#### Text segment

Construction Intelligence Report: United Kingdom

Kingsley Thomas
Our United Kingdom experts present latest data and intelligence about local trends for the construction industry.

UK Economic Outlook

The economy expanded by 0.6% in the second quarter, picking up from 0.4% in the first quarter according to the Office of National Statistics (ONS), who also said there is no sign of the uncertainty having significantly impacted investment or GDP. The forecast for the UK has been downgraded following Brexit by forecasting organisations, with The Economist poll of polls reducing GDP forecasts to 1.6% for 2016 and 0.5% for 2017.

The Bank of England (BoE) said that the UK economy will be 2.5% smaller than the Bank was predicting before the Brexit vote. They said the sharpest slowdown will occur next year, and they downgraded their GDP growth forecast from 2.3% to 0.8%, but the average 2017 forecast is 0.5%. This means that the UK should avoid a technical recession, and growth is predicted to rise to 1.8% in 2018.

########
#### Source excerpt

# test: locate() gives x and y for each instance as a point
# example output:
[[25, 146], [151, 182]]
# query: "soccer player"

########

Directions:
#1 Answer these questions using the UK construction intelligence report:
(a) By how much did the economy expand in the second quarter, according to the ONS?
(b) What GDP forecast for 2017 does The Economist poll of polls give?
(c) To what level is growth predicted to rise in 2018?
#2 List every organization named in the UK construction intelligence report.
#3 Continue the UK construction intelligence report from the point where it stops.
The data shown here come from a separate source.

Exercise answers:
#1
(a) 0.6%
(b) 0.5%
(c) 1.8%

#2
Office of National Statistics (ONS)
The Economist
Bank of England (BoE)

#3
Construction Industry Outlook

Barbour ABI reported a drop in construction levels in July. Using their 3-month rolling average measure, new contracts awarded was at £5.8Bn (£5.5Bn in-month) which was a 6.4% reduction on June and lower than July 2015. The number of UK construction projects in July decreased by 3.7% from June, and was 6.9% lower than July 2015.

In August the residential construction sector enjoyed the value of contracts awarded reaching £1.7bn which is an increase of 13% compared to the same time last year, based on a three month rolling average. For the 2 months after the vote to leave residential construction values are significantly higher when compared to the same months in 2015.

The residential and infrastructure sectors combined kept the numbers up last month providing £3bn of the £5.5bn total construction contracts awarded according to Barbour ABI.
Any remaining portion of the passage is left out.